■ Job:
Retype, without alteration, every line of the entries from the one containing "task=detect input=small pebble" through the last line, including both of those lines.

■ Input for this task:
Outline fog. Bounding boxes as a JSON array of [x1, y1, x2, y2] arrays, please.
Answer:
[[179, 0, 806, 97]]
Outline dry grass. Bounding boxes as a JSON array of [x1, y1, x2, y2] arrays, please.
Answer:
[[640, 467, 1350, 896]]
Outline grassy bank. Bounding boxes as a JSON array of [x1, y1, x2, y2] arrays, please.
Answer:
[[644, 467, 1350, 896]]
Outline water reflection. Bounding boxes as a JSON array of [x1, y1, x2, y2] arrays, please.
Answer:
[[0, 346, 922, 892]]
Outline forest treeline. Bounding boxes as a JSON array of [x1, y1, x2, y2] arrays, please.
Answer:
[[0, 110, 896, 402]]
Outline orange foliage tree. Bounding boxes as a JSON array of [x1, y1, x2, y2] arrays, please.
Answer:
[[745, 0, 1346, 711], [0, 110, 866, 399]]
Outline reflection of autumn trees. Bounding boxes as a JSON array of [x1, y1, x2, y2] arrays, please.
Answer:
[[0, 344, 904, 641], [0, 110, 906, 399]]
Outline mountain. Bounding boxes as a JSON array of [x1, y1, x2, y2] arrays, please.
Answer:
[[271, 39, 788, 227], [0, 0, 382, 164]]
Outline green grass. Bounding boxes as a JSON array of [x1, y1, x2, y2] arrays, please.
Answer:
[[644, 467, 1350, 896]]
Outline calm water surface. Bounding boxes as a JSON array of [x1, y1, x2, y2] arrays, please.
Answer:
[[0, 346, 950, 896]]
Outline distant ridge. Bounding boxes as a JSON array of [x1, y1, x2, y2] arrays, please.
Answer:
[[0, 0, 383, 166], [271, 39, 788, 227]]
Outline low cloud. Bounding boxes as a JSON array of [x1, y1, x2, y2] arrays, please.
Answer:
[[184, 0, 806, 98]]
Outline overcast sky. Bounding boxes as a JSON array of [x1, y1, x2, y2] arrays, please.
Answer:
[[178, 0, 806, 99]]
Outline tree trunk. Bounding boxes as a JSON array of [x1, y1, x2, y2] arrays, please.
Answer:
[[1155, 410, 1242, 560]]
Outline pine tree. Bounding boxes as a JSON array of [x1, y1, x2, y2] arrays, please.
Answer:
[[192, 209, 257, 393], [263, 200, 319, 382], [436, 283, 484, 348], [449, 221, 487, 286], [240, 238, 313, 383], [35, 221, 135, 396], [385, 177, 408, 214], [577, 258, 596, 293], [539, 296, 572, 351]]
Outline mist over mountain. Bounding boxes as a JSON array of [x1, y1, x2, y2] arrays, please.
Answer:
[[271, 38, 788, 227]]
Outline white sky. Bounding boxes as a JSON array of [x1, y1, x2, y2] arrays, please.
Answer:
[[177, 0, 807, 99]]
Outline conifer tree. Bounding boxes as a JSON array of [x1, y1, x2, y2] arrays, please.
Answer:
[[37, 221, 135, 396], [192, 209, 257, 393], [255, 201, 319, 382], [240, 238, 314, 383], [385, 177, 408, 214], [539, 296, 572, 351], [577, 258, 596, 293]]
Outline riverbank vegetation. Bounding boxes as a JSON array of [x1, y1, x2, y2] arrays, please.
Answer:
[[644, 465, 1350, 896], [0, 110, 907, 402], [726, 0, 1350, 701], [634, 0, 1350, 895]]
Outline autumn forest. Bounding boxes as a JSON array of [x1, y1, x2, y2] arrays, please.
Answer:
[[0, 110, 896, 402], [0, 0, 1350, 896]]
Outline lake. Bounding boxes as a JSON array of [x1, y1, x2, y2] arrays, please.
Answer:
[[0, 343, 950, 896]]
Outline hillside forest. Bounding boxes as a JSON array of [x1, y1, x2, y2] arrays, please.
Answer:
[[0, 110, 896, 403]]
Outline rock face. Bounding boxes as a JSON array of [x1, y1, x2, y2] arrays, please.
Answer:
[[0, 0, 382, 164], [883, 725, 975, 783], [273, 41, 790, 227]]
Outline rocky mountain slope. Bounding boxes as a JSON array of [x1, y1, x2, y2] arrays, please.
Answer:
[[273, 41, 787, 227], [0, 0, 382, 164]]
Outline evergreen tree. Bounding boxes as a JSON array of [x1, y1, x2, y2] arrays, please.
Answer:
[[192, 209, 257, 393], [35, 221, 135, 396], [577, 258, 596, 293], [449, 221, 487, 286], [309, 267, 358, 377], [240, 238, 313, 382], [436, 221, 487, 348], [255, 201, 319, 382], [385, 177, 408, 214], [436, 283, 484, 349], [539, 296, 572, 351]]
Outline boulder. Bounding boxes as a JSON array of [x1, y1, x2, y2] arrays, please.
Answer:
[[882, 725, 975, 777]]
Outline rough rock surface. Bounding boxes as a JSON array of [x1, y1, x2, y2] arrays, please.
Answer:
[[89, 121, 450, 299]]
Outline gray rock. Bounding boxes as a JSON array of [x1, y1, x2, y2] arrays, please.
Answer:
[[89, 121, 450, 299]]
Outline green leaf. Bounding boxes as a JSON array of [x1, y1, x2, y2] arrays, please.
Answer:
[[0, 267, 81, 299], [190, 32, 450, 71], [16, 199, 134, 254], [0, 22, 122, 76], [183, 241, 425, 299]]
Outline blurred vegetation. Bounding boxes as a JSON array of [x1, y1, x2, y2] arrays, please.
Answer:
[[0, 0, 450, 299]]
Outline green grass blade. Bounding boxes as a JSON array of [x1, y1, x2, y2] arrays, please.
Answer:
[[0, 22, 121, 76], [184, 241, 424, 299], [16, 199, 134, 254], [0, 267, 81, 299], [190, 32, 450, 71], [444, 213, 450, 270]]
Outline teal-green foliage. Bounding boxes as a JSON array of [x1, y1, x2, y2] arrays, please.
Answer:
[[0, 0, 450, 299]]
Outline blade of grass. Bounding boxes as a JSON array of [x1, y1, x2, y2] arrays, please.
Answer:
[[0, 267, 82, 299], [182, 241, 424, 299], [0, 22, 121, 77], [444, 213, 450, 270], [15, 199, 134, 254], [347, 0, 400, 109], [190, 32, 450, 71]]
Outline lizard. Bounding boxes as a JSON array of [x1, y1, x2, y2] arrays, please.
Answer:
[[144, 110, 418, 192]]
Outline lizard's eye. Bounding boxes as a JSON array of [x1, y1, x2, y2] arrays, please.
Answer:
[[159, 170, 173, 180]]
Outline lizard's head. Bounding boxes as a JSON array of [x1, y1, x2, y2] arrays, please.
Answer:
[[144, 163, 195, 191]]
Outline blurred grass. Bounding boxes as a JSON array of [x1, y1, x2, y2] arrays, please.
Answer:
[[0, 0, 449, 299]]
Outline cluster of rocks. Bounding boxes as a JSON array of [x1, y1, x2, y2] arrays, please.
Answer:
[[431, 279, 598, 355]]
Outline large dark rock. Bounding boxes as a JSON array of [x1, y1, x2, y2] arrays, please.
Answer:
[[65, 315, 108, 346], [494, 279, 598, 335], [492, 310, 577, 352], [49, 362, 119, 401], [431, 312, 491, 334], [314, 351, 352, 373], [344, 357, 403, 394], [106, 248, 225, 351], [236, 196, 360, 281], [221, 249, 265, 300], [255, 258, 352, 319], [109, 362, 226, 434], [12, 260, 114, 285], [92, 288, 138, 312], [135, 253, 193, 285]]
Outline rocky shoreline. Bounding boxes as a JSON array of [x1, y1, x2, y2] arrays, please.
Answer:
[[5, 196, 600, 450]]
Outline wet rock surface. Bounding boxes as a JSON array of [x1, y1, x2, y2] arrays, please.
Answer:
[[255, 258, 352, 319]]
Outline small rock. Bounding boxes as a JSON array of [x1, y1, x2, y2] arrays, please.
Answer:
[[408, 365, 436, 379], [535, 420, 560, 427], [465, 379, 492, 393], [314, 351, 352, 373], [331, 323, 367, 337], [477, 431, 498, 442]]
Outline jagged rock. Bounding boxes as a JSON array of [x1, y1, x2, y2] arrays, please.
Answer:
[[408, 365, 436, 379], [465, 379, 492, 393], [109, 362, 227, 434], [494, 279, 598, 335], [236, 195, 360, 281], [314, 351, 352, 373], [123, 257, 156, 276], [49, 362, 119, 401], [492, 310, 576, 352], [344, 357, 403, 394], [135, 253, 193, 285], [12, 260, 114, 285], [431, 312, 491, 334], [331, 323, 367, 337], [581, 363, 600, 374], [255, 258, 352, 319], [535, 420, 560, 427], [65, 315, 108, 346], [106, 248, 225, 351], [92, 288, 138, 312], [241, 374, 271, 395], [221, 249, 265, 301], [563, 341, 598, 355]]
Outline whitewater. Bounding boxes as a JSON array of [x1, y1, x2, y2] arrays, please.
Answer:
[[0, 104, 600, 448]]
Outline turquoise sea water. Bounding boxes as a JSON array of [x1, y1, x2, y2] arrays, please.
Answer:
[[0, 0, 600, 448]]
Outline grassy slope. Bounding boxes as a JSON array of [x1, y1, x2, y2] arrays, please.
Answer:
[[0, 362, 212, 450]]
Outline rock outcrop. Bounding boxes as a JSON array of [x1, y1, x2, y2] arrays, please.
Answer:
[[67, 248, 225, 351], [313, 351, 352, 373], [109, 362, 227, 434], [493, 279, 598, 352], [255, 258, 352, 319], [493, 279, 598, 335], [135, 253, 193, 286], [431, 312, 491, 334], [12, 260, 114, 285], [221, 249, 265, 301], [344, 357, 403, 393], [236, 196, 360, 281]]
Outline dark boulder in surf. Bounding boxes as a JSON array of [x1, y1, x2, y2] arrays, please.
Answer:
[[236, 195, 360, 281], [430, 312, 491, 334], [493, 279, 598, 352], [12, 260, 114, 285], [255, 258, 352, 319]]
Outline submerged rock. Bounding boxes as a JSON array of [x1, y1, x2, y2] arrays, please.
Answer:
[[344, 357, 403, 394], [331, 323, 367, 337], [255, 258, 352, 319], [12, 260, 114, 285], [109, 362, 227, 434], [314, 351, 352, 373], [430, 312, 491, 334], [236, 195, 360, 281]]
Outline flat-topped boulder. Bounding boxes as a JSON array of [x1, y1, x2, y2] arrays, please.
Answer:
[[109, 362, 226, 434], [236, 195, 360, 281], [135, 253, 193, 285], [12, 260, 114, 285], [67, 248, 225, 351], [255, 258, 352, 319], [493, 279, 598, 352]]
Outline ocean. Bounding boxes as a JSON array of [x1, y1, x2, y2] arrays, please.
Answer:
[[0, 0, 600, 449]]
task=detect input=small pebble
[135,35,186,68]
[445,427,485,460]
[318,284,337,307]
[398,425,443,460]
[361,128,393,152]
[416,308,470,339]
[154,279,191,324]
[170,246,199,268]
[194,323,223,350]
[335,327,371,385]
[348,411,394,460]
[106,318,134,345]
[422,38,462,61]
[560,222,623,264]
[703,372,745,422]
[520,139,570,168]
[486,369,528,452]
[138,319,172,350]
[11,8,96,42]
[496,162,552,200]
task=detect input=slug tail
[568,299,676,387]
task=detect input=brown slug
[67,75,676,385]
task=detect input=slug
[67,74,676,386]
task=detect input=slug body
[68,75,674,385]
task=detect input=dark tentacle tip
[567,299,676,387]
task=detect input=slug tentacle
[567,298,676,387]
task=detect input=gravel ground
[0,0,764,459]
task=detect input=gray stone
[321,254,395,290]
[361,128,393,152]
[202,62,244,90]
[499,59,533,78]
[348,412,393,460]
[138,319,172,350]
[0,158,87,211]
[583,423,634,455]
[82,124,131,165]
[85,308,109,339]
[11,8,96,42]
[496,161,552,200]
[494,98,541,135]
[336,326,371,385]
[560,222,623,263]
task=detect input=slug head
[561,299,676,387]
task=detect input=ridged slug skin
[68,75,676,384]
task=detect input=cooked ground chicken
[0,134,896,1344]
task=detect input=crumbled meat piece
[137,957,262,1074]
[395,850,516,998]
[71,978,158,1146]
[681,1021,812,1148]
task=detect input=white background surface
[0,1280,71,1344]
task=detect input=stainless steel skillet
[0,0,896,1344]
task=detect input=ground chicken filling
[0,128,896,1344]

■ Answer to the exercise:
task=detect input=small pebble
[135,35,186,68]
[445,427,485,460]
[318,284,337,307]
[398,425,443,460]
[361,128,393,152]
[416,308,470,339]
[154,279,191,324]
[170,246,199,268]
[194,323,223,350]
[335,327,371,385]
[348,411,394,460]
[106,318,134,345]
[422,38,462,61]
[560,222,623,264]
[703,372,745,422]
[520,139,570,168]
[486,369,528,452]
[138,319,172,350]
[11,8,96,42]
[496,162,552,200]
task=detect input=slug tail
[568,299,676,387]
task=detect input=brown slug
[67,75,676,385]
task=detect input=slug
[67,74,676,386]
task=detect input=slug body
[68,75,674,385]
task=detect input=dark tentacle tip
[567,299,676,387]
task=detect input=slug tentacle
[567,298,676,387]
task=detect input=gravel ground
[0,0,764,459]
task=detect input=gray stone
[321,254,395,290]
[361,128,393,152]
[202,62,244,90]
[499,59,533,78]
[348,412,393,460]
[138,319,172,350]
[0,158,87,211]
[583,423,634,455]
[82,124,131,165]
[85,308,109,339]
[11,8,96,42]
[496,161,552,200]
[494,98,541,135]
[336,326,371,385]
[560,222,623,263]
task=detect input=slug head
[561,299,676,387]
task=detect input=ridged slug skin
[68,75,676,384]
task=detect input=cooked ground chicken
[0,134,896,1344]
task=detect input=crumbled meat piece
[137,957,262,1074]
[395,850,516,998]
[71,978,158,1146]
[681,1021,812,1148]
task=detect input=white background surface
[0,1280,71,1344]
task=detect input=stainless steel skillet
[0,0,896,1344]
task=detect input=ground chicken filling
[0,128,896,1344]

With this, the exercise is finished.